Rewrite the material below, substituting "coarse mask" for every occurrence of "rough mask" and keeping everything else as is. Leave the pictures out of your answer.

[Start of Attachment]

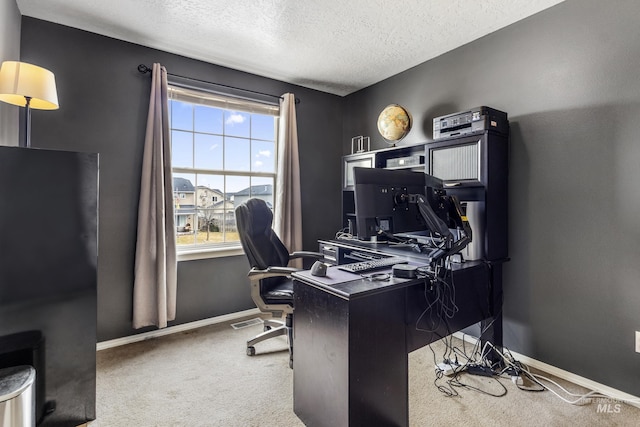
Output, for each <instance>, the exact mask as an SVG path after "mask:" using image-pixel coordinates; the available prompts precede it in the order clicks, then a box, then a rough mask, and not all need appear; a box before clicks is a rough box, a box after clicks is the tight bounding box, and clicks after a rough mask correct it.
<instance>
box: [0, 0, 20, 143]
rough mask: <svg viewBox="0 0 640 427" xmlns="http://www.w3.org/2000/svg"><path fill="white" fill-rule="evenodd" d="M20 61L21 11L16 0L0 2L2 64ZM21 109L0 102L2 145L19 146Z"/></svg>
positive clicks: (0, 35)
mask: <svg viewBox="0 0 640 427" xmlns="http://www.w3.org/2000/svg"><path fill="white" fill-rule="evenodd" d="M18 60H20V11H19V10H18V6H17V5H16V2H15V1H14V0H9V1H6V0H5V1H3V2H0V63H2V61H18ZM19 110H20V107H16V106H13V105H9V104H7V103H5V102H0V145H18V127H19V126H18V112H19Z"/></svg>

[End of Attachment]

▸ Exercise solution
Output, for each <instance>, the exact mask as an SVG path after "mask:" using image-pixel coordinates; the available prompts precede it in the order clicks, then a box, then a coarse mask, and not all need appear; a box before clicks is a rough box, a box after clicks is the tight bounding box, and clicks after a coarse mask correct it.
<instance>
box: [0, 0, 20, 143]
coarse mask: <svg viewBox="0 0 640 427" xmlns="http://www.w3.org/2000/svg"><path fill="white" fill-rule="evenodd" d="M20 61L21 11L16 0L0 2L2 64ZM21 109L0 102L2 145L19 146Z"/></svg>
positive clicks: (0, 35)
mask: <svg viewBox="0 0 640 427" xmlns="http://www.w3.org/2000/svg"><path fill="white" fill-rule="evenodd" d="M18 60H20V11H19V10H18V6H17V5H16V2H15V1H14V0H9V1H6V0H5V1H3V2H0V63H2V61H18ZM19 110H20V107H16V106H13V105H9V104H7V103H5V102H0V145H18V127H19V126H18V112H19Z"/></svg>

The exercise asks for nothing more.